From the line that contains "Where can you see the computer" to the last line of the records below, retype each line exactly; leave out everything else.

━━ Data to process

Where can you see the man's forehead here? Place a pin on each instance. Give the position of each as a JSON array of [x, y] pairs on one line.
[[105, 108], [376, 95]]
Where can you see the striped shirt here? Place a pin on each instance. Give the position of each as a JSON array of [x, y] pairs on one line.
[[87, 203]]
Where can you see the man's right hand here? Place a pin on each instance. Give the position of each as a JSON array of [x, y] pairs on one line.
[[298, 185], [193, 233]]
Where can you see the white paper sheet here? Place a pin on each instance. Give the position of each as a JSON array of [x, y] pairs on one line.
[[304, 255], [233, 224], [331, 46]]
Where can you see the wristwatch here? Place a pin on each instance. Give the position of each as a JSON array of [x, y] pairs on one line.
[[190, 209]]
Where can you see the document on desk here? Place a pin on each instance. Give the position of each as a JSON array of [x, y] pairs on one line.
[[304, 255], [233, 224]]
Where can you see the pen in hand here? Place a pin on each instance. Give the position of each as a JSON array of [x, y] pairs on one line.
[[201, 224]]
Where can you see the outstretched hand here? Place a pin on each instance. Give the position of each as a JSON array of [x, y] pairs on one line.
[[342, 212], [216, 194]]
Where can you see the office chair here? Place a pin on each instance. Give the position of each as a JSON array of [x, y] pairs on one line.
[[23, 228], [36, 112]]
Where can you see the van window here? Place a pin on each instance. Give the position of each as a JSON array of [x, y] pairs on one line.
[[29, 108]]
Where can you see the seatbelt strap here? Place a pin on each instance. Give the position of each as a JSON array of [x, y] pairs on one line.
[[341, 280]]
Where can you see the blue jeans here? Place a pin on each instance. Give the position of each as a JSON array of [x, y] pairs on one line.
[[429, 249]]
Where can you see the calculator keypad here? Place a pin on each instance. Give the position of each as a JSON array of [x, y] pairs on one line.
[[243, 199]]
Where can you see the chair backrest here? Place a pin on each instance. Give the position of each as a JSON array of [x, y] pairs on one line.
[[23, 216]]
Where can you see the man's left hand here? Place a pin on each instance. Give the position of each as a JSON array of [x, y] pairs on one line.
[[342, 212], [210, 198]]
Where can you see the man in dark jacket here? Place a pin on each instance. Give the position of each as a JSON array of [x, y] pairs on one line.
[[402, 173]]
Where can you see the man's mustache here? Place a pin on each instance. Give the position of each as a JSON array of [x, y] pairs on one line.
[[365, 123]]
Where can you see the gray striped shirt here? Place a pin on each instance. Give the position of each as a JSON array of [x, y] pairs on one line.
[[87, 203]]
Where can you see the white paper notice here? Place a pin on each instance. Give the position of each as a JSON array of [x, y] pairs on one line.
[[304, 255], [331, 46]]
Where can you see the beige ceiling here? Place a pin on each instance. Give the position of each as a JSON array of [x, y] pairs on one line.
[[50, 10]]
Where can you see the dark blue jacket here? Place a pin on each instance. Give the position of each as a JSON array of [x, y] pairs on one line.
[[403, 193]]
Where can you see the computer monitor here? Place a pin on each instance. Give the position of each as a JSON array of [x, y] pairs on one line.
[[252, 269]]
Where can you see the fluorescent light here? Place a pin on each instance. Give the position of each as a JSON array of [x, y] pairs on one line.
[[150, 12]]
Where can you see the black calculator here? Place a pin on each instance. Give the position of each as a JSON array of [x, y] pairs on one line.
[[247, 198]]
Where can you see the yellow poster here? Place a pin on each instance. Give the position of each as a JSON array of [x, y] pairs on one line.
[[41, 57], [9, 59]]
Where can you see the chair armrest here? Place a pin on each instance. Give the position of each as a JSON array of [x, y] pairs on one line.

━━━━

### Response to this task
Where can you see the computer monitor here? Place a pin on each instance. Give the position of each as a JSON array of [x, y] pairs on one line.
[[252, 269]]
Where can you see the fluorescent light here? Place a pin on each instance. Give the position of each as a JSON array of [x, y] pairs on one line.
[[150, 12]]
Where can you see the black calculator here? Place a pin on each instance. Give the position of each as a JSON array of [x, y] pairs on one line.
[[247, 198]]
Where can you see the yellow poster here? Place a pin on each instance. Give the position of each as a JSON array of [x, y] pairs on one line.
[[41, 57], [9, 59]]
Where can you see the chair armrest here? Place a pin on each instance. Give the position of each as a JSON array of [x, y] pairs on one line.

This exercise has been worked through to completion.